The overarching goal of this study is to improve understanding of the long-range natural history of TBI by extending follow-up of a previously enrolled cohort (TRACK-TBI) beyond the first 12 months after injury.
Transforming Research and Clinical Knowledge in Traumatic Brain Injury (TRACK-TBI)- a Longitudinal Biomarker Study
This longitudinal observational study is part of the Transforming Research and Clinical Knowledge in Traumatic Brain Injury (TRACK-TBI) initiative, a multi-institutional project designed to characterize the acute and longer-term clinical, neuroimaging, and blood biomarker features of TBI. TRACK-TBI enrolled TBI patients at 18 Level 1 Trauma Centers in the US, across the age and injury spectrum. This study will extend the follow-up period for TRACK-TBI participants. The extensive clinical, imaging, and biomarker data that has already been collected in these TRACK-TBI participants, in combination with the extended longitudinal data, will allow for the identification of risk factors, co-morbidities, and prognostic biomarkers of TBI. Consequently, the extension of study follow-up will help to determine negative neurological and psychological outcomes of individuals who experienced a TBI compared to healthy and orthopedic controls.
TBI is a complex disease process, in which diverse injury subtypes and multiple molecular mechanisms overlap. There is a need to identify and measure these subtypes, in order to develop precision medicine approaches where specific pathobiological processes are targeted by mechanistically appropriate therapies. The absence of validated biomarkers in the neurotrauma field is a barrier to drug development in this area, and there are currently no disease-modifying therapies that limit the burden of TBI. Biomarkers specific for injury mechanisms should be identified to select participants for clinical trials of targeted therapies (prognostic biomarkers), as well as to confirm target engagement and biological efficacy (pharmacodynamic biomarkers).

◆ RECORDED INFORMATION ◆
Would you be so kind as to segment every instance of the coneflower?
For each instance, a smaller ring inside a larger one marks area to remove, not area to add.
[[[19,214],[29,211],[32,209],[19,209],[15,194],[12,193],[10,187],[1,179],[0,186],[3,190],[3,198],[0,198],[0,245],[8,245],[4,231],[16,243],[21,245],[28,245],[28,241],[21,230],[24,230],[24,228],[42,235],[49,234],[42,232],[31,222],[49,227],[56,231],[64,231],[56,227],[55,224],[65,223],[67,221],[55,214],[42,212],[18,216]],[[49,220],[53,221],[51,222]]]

◆ WHAT YOU NEED TO DO ◆
Extend the TRACK-TBI study description beyond its final sentence, maintaining its formal register.

◆ EXERCISE RESPONSE ◆
Traumatic axonal injury (TAI) is a common pathologic consequence of TBI, and underlies some of the most disabling consequences of injury, including cognitive and affective problems. TAI progresses for years after injury in a subset of patients, and is a key mechanism for long-term neurodegeneration after TBI. Recent breakthroughs in pre-clinical models indicate that novel therapeutic interventions, including strategies such as targeting the mitochondrial transition pore, or promoting axonal maintenance factors are effective in promoting resilience of injured axons and improving neurologic outcome after experimental TBI. Translation of such promising therapies into clinical trials will require prognostic biomarkers that can measure TAI in individual patients, so they can be selected for early phase studies of axon-protective therapies, as well pharmacodynamic biomarkers than can measure the biologic efficacy of such treatments. Currently, the best biomarker for TAI is fractional anisotropy (FA) and mean diffusivity (MD) of white matter tracts, measured using diffusion tensor imaging (DTI) MRI. This technique, while robust, is poorly suited for dynamic longitudinal assessments, and measures the end-result of axonal degeneration, rather than an early step in the neurodegenerative process. Recently, the ability to assay axonal proteins in peripheral blood has made it potentially feasible to assess of TAI rapidly, inexpensively, and longitudinally. The axonal protein that holds the most promise as a biomarker of axonal degeneration is neurofilament light chain (NF-L). This project aims to address the gaps in the existing literature regarding specific biomarkers for injury mechanisms and outcomes following TBI. Furthermore, it is likely that a sophisticated understanding of the subtypes and molecular mechanisms of TBI will be required to successfully develop therapies to treat these subtypes.